Exercise aim: Reproduce the lines below word for word, leaving out the pictures.

Dataset entries:
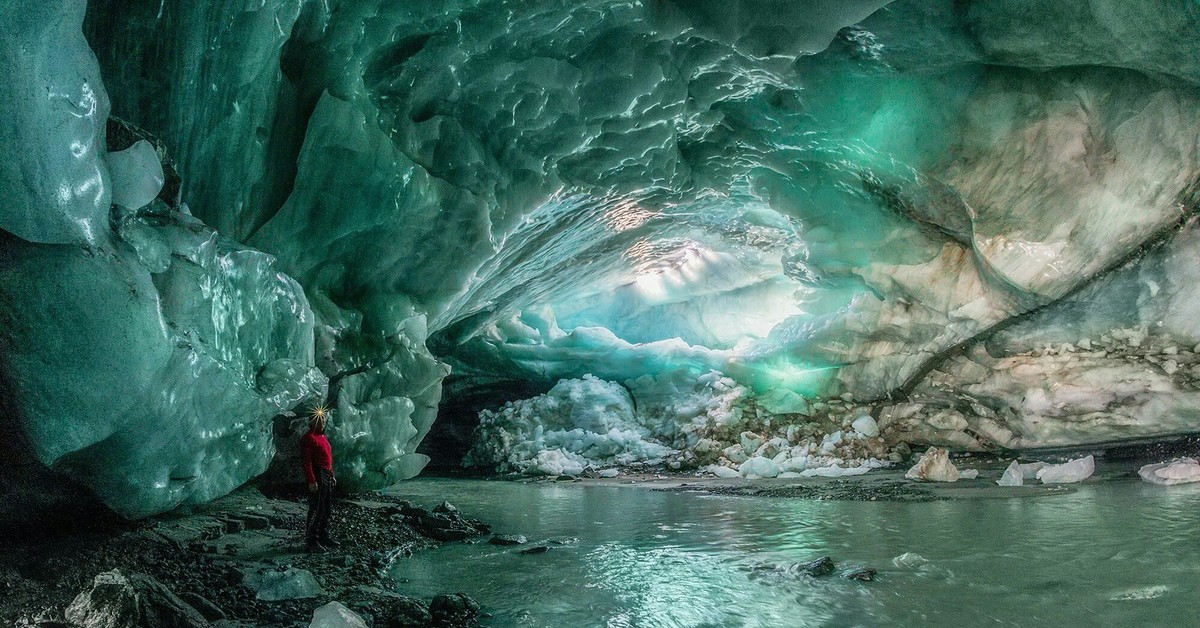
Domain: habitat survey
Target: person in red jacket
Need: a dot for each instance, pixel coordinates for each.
(317, 459)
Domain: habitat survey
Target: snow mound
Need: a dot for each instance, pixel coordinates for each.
(934, 466)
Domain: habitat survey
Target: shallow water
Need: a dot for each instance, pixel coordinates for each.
(1116, 552)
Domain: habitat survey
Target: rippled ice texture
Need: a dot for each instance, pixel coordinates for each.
(1110, 554)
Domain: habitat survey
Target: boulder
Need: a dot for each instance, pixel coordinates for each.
(336, 615)
(126, 599)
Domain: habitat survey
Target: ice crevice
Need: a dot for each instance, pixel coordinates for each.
(753, 237)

Solution to this task:
Domain: habitat survey
Target: person in red jacket
Need: a dot for each instance, pixel coordinates for each.
(317, 459)
Domain: habitat survey
Target: snow mound
Need: a dot for each instance, pixel coordinates for each.
(934, 466)
Domain: habitat survey
Target: shallow water
Need: a dot for each instance, pixel coordinates for each.
(1116, 552)
Domain: habitat survey
Target: rippled ice texture
Need: a dot for each instance, pixel coordinates for each.
(1110, 554)
Domain: habitat survey
Target: boulder
Need: a dot for each instance, pixel coordinates for each.
(336, 615)
(126, 599)
Domain: habitat survey
Target: ice crevice
Need: a dot for each instance, pixel coordinates for each.
(753, 237)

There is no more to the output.